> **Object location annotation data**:
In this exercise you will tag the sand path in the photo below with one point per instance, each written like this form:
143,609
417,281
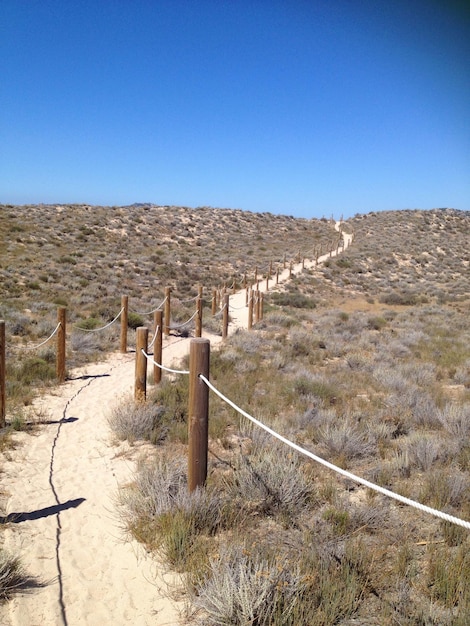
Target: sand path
59,487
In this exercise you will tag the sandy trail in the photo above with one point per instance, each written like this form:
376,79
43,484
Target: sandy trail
59,491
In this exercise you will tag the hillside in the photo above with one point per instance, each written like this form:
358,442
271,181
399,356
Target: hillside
87,256
364,361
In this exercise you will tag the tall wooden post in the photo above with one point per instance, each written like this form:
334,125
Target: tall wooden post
214,301
166,317
225,316
141,343
198,413
250,310
124,322
2,375
199,317
61,332
158,346
256,307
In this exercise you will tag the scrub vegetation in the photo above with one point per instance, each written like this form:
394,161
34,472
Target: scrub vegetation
364,361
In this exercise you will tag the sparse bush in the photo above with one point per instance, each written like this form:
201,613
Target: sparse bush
138,420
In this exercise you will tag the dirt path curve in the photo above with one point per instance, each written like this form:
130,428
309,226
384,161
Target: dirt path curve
59,488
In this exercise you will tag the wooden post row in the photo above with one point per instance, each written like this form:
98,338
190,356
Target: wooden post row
61,333
158,345
124,322
2,375
141,343
198,413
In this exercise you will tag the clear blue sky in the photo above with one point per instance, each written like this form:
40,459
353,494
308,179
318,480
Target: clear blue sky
306,108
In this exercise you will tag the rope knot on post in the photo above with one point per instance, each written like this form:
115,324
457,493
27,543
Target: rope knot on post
198,413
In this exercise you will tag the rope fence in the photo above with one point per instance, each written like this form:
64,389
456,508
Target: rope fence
338,470
43,343
163,367
97,330
220,297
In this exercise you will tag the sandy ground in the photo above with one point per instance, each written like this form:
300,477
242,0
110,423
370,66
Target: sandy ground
59,489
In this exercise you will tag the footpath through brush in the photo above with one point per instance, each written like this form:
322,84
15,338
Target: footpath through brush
59,488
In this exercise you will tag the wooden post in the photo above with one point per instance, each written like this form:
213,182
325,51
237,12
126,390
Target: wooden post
250,309
60,358
167,314
214,301
198,332
2,375
256,307
225,316
198,413
141,343
158,345
124,322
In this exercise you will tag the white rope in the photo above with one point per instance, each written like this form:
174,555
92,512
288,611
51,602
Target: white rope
156,308
95,330
219,313
346,474
236,308
162,367
174,327
43,342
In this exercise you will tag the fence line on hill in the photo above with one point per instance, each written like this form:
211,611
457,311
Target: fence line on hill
253,302
198,417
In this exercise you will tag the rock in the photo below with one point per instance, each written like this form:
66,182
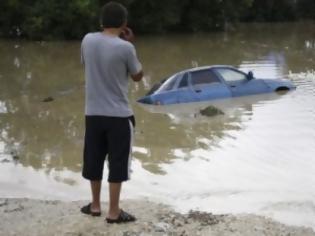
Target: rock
161,227
48,99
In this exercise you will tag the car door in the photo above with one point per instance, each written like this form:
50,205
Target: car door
206,85
184,90
239,83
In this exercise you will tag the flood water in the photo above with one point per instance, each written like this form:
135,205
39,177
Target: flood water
257,155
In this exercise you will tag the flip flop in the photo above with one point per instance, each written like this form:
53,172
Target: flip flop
87,210
123,217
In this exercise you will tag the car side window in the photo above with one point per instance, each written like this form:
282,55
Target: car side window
231,75
204,77
184,82
168,84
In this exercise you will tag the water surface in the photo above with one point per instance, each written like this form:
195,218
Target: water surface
256,157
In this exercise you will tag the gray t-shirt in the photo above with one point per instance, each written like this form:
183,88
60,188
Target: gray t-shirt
108,61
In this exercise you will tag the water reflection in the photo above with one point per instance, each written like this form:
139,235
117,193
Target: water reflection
258,156
49,135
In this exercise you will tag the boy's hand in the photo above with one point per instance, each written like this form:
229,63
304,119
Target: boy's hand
127,35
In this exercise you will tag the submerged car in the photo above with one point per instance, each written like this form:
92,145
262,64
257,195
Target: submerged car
210,83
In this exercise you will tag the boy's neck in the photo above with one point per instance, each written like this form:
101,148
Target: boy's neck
112,31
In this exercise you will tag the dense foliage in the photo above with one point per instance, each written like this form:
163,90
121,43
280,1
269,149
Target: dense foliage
45,19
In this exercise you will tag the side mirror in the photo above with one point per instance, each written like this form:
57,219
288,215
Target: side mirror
250,75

> **WRITTEN INSTRUCTION**: Write out the whole listing again, exactly, with no pictures.

> **RESPONSE TO THE TASK**:
In this exercise you will tag the sand path in the photo below with one point per instance, each written like this form:
143,609
417,281
Target: sand path
59,487
In this exercise you will tag the sandy trail in the photo above with one point per instance, each written like this form:
376,79
43,484
Target: sandy trail
59,491
In this exercise you will tag the hillside in the photo above with one point per instance, each written like this form:
358,442
271,181
399,356
Target: hillside
87,256
364,361
In this exercise you will tag the tall wooden post in the photo above with one point per instance, each written like this form:
334,125
Target: tall wooden post
214,301
166,317
225,316
141,343
198,413
250,310
124,322
2,375
199,317
61,332
158,346
256,307
In this exercise you will tag the scrub vegetation in the photo above with one point per instance, each written like this form:
394,161
34,472
Target: scrub vegetation
364,361
In this exercise you will tag the sparse bush in the photo above with one point per instance, each written like this form:
201,613
Target: sparse bush
138,420
In this exercise you will tag the dirt path curve in the photo above with one point per instance, each written like this form:
130,428
309,226
384,161
Target: dirt path curve
59,488
In this exercise you will tag the wooden post row in the photo above with one point per instance, each written like this form:
98,338
190,356
Target: wooden post row
61,333
158,345
124,322
2,375
141,343
198,413
In this exercise you will tag the clear blue sky in the photo above with one point per instance, each written like this form:
40,459
353,494
308,179
318,480
Target: clear blue sky
306,108
In this exercise you will tag the rope knot on post in the photo above with one point per instance, each written like this form:
115,324
457,493
27,543
Target: rope knot on post
198,413
In this exercise you will tag the rope fence in the photo above with one point per instance, each written like this form:
64,389
456,508
Target: rope fence
338,470
43,343
163,367
97,330
220,297
In this exercise you will tag the sandy ground in the photo above with one point per instance, each written like this form:
300,477
242,0
110,423
370,66
Target: sandy ground
59,489
In this exercise you will tag the footpath through brush in the photo above with one point per instance, each written like this form:
322,84
15,338
Target: footpath through brush
59,488
In this exercise you will tag the wooden post in the photo above with one point per instance, each written like this form:
213,182
325,51
237,12
126,390
Target: wooden post
250,309
60,358
167,314
214,301
198,332
2,375
256,307
225,316
198,413
141,343
158,345
124,322
In this exercise you will tag the white rope in the photo above with one point per instance, each written like this form:
174,555
92,512
288,611
51,602
Target: white rope
156,308
95,330
219,313
346,474
236,308
162,367
174,327
43,342
In this exercise you will tag the fence line on hill in the photo above with one point per instance, each written like this form:
211,611
457,311
Target: fence line on hill
253,302
198,417
In this exercise you will tag the rock in the photo below with one point per instance, each written like this form:
66,182
Target: rock
161,227
48,99
In this exercise you will tag the car door in the photo above with one point per instance, each written like this form:
50,205
Target: car door
206,85
184,90
239,83
In this exercise you will tag the flood water in the photo above with one point per instance, each written like this form:
135,205
39,177
Target: flood water
257,155
In this exercise you will tag the flip flop in the photo above with one point per instance, each written like this form:
53,172
Target: flip flop
87,210
123,217
In this exercise you will tag the car side window in the photo above with one point per instance, each written like this form:
282,55
Target: car side window
231,75
204,77
184,82
168,84
In this exercise you will tag the water surface in the photo above with one point per instance, each written like this form:
195,218
Target: water surface
256,157
In this exercise you will tag the gray t-shirt in the photo above with one point per instance, each written like this form:
183,88
60,188
Target: gray t-shirt
108,61
In this exercise you will tag the water reflection in the photo above with one point per instance, each written like this form:
139,235
117,193
Target: water reflection
258,156
49,135
In this exercise you will tag the boy's hand in the photo above with one point per instance, each written like this form:
229,63
304,119
Target: boy's hand
127,35
In this exercise you will tag the submerged car in the photo above with one point per instance, each written like this form:
92,145
262,64
257,195
Target: submerged car
210,83
In this exercise you will tag the boy's neck in the photo above with one point per instance, each written like this form:
101,148
Target: boy's neck
112,31
In this exercise you will tag the dense foliage in the photo above with one point per instance, each written like this form:
163,90
121,43
280,1
269,149
Target: dense foliage
45,19
In this exercise you will tag the side mirror in the photo above with one point per instance, each written like this form:
57,219
288,215
Target: side mirror
250,75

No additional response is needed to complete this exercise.